[Problem to work on] Scale the items between the lines holding "Scan the photo. Do you find any white" and "[135, 19, 162, 33]", inclusive, and write out only those lines, requests included. Multiply each bounding-box coordinate in the answers by 1.4 and round to whole numbers with halves rounded up, leaving the numbers in the requests and their format samples unchanged.

[Records for the exercise]
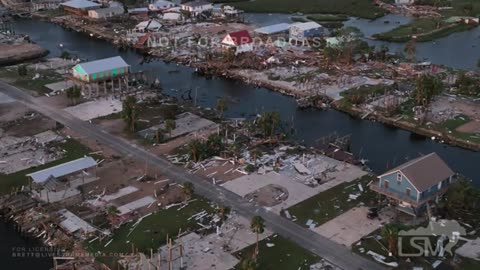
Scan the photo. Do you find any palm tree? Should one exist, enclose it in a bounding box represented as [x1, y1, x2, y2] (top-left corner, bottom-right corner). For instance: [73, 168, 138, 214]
[182, 182, 195, 201]
[241, 258, 258, 270]
[187, 139, 202, 162]
[65, 86, 82, 105]
[107, 205, 120, 216]
[106, 205, 120, 230]
[217, 207, 230, 221]
[165, 119, 177, 138]
[217, 97, 228, 119]
[122, 96, 137, 132]
[270, 112, 280, 136]
[155, 128, 163, 144]
[250, 216, 265, 260]
[447, 180, 480, 209]
[381, 224, 398, 254]
[404, 38, 417, 60]
[250, 148, 261, 168]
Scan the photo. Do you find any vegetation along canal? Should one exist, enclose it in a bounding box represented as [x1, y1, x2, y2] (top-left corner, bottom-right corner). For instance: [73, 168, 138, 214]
[9, 20, 480, 186]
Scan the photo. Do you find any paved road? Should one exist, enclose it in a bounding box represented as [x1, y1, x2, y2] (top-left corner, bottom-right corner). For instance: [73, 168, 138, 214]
[0, 82, 383, 270]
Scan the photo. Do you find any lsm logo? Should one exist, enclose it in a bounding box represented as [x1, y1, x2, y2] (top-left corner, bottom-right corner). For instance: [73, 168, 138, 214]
[398, 220, 466, 257]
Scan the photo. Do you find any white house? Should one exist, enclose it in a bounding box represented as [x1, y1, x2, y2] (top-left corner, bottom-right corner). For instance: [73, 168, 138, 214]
[289, 22, 325, 42]
[88, 7, 125, 19]
[162, 12, 182, 21]
[181, 0, 213, 16]
[148, 0, 176, 11]
[395, 0, 415, 5]
[222, 30, 253, 54]
[135, 19, 162, 33]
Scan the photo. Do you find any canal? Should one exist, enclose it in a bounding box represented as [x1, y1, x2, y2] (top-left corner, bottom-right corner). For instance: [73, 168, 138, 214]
[15, 20, 480, 181]
[0, 16, 480, 269]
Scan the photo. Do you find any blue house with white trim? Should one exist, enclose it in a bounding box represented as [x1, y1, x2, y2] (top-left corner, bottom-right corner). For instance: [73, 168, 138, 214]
[370, 153, 455, 216]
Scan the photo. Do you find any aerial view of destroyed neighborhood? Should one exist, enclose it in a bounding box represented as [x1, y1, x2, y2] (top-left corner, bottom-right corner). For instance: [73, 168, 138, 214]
[0, 0, 480, 270]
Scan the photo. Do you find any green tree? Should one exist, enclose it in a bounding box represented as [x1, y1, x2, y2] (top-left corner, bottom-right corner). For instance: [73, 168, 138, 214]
[217, 97, 228, 119]
[187, 139, 203, 162]
[217, 207, 231, 221]
[241, 258, 258, 270]
[412, 74, 443, 108]
[107, 205, 120, 216]
[155, 128, 164, 144]
[250, 216, 265, 260]
[182, 182, 195, 201]
[206, 133, 225, 156]
[250, 148, 262, 168]
[165, 119, 177, 138]
[65, 86, 82, 105]
[60, 51, 72, 60]
[122, 96, 138, 132]
[257, 112, 280, 137]
[17, 65, 28, 76]
[447, 180, 480, 211]
[323, 46, 338, 69]
[381, 224, 399, 254]
[403, 38, 417, 60]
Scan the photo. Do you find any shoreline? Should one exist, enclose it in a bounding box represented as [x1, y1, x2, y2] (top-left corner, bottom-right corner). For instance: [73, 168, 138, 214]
[14, 13, 480, 151]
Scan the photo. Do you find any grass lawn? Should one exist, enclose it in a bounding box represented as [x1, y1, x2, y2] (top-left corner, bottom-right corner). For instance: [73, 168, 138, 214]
[229, 0, 387, 19]
[85, 197, 213, 255]
[0, 66, 65, 95]
[352, 225, 480, 270]
[373, 18, 475, 42]
[440, 0, 480, 17]
[288, 175, 375, 227]
[0, 139, 98, 195]
[439, 115, 470, 130]
[436, 115, 480, 146]
[307, 14, 348, 22]
[234, 234, 321, 270]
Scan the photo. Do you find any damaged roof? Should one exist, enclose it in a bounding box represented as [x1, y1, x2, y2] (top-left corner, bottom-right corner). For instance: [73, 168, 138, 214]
[182, 0, 211, 7]
[379, 153, 455, 192]
[60, 0, 102, 9]
[75, 56, 129, 75]
[228, 30, 253, 46]
[255, 23, 290, 35]
[27, 157, 97, 183]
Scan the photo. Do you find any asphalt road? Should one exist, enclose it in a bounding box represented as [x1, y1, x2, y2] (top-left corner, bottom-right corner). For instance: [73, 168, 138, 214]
[0, 81, 384, 270]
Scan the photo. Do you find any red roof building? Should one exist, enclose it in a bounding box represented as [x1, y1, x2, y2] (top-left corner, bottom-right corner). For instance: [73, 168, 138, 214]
[222, 30, 253, 53]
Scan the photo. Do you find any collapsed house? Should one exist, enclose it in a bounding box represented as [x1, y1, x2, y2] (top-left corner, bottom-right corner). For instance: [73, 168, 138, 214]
[222, 30, 253, 54]
[27, 157, 98, 203]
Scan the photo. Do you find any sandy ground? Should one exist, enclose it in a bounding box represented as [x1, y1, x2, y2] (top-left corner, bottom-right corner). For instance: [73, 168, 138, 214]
[2, 112, 55, 137]
[427, 96, 480, 123]
[313, 206, 394, 248]
[0, 100, 29, 123]
[37, 94, 71, 109]
[0, 43, 46, 64]
[64, 98, 122, 121]
[456, 120, 480, 134]
[223, 161, 366, 213]
[149, 128, 217, 155]
[124, 213, 272, 270]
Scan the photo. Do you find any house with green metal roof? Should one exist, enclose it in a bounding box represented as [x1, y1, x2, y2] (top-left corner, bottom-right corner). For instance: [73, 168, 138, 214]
[72, 56, 130, 83]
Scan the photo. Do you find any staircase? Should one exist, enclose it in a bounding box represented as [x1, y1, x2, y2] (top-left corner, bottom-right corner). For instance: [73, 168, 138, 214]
[135, 33, 152, 48]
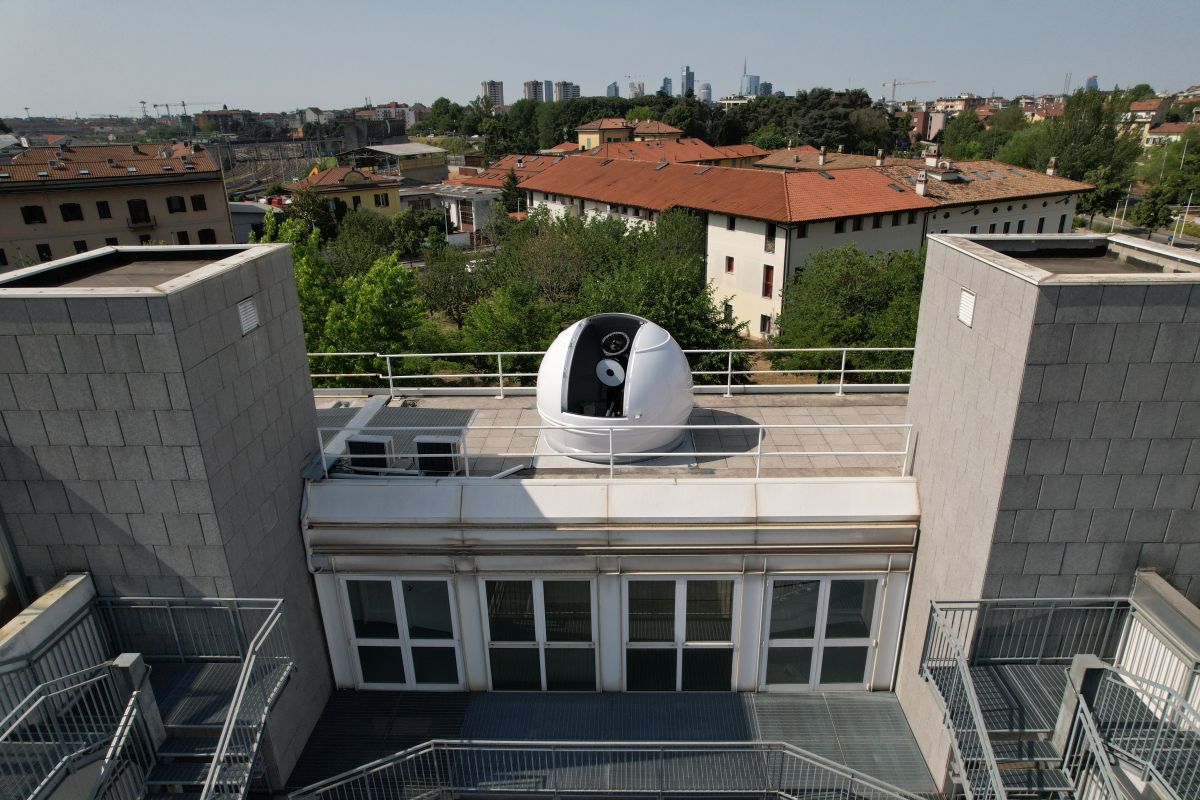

[Exercise output]
Scan the photo. Do you find any white house? Should one exist, enclose it in a bounding box represented as [x1, y1, x2, y2] (top-left corner, bottom-right corner). For instance: [73, 168, 138, 214]
[405, 31, 455, 59]
[123, 10, 175, 27]
[227, 17, 255, 29]
[253, 0, 298, 22]
[207, 0, 246, 15]
[553, 0, 581, 7]
[311, 42, 354, 76]
[189, 27, 227, 46]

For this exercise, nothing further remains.